Challenge
Rename "window pane" to "glass pane" in the stretch of material that starts with the line containing "Put a point on every instance of the window mullion;" and ends with the line containing "<point>41,227</point>". Give back only those lines, with nothing else changed.

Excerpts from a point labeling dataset
• • •

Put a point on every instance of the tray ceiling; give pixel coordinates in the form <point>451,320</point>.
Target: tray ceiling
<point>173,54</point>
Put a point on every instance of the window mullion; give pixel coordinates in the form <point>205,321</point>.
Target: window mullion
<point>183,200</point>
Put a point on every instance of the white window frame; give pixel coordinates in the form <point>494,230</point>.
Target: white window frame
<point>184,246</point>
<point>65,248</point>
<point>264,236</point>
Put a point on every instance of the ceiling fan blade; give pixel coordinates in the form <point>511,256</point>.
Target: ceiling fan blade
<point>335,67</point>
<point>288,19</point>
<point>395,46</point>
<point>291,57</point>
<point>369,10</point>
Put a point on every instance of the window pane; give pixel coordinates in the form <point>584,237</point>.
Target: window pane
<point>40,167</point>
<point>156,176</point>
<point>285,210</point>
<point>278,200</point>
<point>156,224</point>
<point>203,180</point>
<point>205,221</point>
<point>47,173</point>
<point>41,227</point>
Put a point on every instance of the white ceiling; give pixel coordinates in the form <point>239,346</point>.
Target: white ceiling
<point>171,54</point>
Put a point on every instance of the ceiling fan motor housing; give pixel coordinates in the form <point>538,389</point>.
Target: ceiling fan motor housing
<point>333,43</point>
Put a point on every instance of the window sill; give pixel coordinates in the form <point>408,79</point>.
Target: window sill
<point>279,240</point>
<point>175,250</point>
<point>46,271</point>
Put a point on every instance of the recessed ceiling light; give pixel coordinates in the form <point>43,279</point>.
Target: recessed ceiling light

• • •

Answer to this task
Put a point on every instance of the window mullion; give pixel coordinates in the form <point>205,321</point>.
Target: window mullion
<point>183,200</point>
Put a point on every instance of the white window frame; give pixel coordinates in the form <point>494,230</point>.
Target: white window frame
<point>184,246</point>
<point>65,248</point>
<point>264,236</point>
Put a point on every instance of the ceiling fan blade; give pixel coordinates in the form <point>511,256</point>.
Target: ceiling fan blade
<point>335,67</point>
<point>288,19</point>
<point>395,46</point>
<point>291,57</point>
<point>369,10</point>
Put a point on every instance of the glass pane; give pixel coordinates in the form <point>584,237</point>.
Target: glass pane
<point>40,167</point>
<point>156,176</point>
<point>285,210</point>
<point>278,200</point>
<point>156,224</point>
<point>203,180</point>
<point>205,221</point>
<point>47,173</point>
<point>41,227</point>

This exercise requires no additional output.